Please print the full listing exactly.

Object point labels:
══════

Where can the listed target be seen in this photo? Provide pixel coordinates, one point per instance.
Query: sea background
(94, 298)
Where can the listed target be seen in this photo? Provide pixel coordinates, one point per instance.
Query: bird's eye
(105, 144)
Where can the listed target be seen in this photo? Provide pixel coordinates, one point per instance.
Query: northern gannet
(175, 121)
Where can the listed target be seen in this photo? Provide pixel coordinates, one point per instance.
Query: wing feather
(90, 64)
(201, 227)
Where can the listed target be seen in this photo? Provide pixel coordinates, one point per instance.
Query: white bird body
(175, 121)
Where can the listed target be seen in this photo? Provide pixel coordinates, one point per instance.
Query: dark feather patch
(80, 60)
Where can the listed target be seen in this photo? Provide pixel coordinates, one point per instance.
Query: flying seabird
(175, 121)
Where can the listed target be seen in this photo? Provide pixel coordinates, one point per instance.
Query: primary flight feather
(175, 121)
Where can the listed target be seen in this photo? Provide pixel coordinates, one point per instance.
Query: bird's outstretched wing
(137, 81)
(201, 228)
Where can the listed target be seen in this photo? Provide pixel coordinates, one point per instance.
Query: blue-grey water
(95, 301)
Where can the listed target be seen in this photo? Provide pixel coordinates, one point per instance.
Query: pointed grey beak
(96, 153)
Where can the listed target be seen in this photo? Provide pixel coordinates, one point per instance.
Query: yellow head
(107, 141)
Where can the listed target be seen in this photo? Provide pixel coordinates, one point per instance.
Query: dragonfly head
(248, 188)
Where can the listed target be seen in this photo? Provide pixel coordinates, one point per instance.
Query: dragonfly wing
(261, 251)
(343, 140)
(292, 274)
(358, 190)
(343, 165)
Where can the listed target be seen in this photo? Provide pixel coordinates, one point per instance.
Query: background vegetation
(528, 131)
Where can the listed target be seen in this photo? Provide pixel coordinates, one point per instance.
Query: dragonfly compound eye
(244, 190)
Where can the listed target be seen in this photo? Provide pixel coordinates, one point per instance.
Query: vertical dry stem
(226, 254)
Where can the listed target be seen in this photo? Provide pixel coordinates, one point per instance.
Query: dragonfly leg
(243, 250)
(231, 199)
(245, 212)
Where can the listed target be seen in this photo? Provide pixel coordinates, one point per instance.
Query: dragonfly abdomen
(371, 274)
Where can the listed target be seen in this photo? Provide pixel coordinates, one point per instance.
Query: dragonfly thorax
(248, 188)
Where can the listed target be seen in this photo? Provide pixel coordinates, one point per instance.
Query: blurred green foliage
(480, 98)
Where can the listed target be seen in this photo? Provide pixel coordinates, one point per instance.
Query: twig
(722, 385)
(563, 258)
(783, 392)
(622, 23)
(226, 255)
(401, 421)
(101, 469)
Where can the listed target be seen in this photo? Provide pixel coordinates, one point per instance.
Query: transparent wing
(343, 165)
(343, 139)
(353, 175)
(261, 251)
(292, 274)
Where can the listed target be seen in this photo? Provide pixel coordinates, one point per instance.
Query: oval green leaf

══════

THE SOLUTION:
Where can the listed target be seen in this photo? Provide pixel coordinates, one point per instance.
Query: sea background
(94, 298)
Where can the listed target be seen in this photo? Provide pixel coordinates, one point per instance.
Query: bird's eye
(105, 144)
Where can the listed target be seen in this photo? Provide pixel coordinates, one point per instance.
Query: northern gannet
(175, 121)
Where can the listed target be seen in this photo? Provide pixel coordinates, one point per instance.
Query: wing feather
(90, 64)
(201, 227)
Where can the listed target be seen in this photo? Provide pixel coordinates, one point per instance.
Query: white bird body
(175, 121)
Where can the listed target be seen in this photo? Provide pixel coordinates, one point per instance.
Query: dark feather patch
(80, 60)
Where can the listed target be seen in this photo? Provide pixel coordinates, one point per instance.
Query: flying seabird
(175, 121)
Where can the listed target be seen in this photo? Provide pixel coordinates, one point per instance.
Query: primary flight feather
(175, 121)
Where can the listed target be seen in this photo? Provide pixel coordinates, one point per instance.
Query: bird's outstretched wing
(137, 81)
(201, 228)
Where can the listed target be seen in this photo? Provide pixel coordinates, one point per instance.
Query: blue-grey water
(95, 301)
Where can the listed target be seen in this photo? Provide pixel coordinates, one point per instance.
Query: pointed grey beak
(96, 153)
Where can the listed target be seen in this photo? Provide pixel coordinates, one point per instance.
Query: yellow head
(107, 141)
Where can the listed target be seen in this photo? Provide pixel coordinates, one point per instance.
Query: dragonfly head
(248, 188)
Where can the listed target be seen in this photo? Provide pixel coordinates, one point per instance.
Query: dragonfly wing
(261, 251)
(343, 140)
(292, 274)
(358, 190)
(343, 165)
Where can the listed target be seen in this photo? Provide pixel coordinates, one point per instance.
Query: background vegetation
(528, 131)
Where can the listed target be seen in this photo? Provide pixel coordinates, one point per instance.
Query: dragonfly compound eye
(244, 190)
Where can the listed target be seen in this photo? Provide pixel coordinates, one point per instance.
Query: vertical dry stem
(226, 254)
Where can the listed target be seen in this photo? Provide pixel coordinates, one point per instance.
Query: dragonfly leg
(243, 250)
(231, 199)
(245, 212)
Where can the listed target be seen in this photo? Provide pixel coordinates, one point per instance.
Query: dragonfly abdomen
(371, 274)
Where can the listed target be seen in this photo? Provide pixel coordinates, one point per instance.
Query: dragonfly thorax
(248, 188)
Where can the listed target be seen in this photo? Provide pixel coordinates, one point per instance.
Query: blurred green foliage
(480, 98)
Where can the listed target be seen in this photo? Provide pixel coordinates, one point per instance.
Query: twig
(722, 385)
(563, 258)
(783, 392)
(622, 23)
(226, 255)
(401, 421)
(101, 469)
Where can the listed target be seen in this photo? Provide pixel coordinates, one point per instance.
Query: transparent wing
(343, 165)
(343, 139)
(353, 175)
(261, 251)
(292, 274)
Where can the listed target be seen in this photo? Provide pixel coordinates, one point per instance.
Query: oval green leaf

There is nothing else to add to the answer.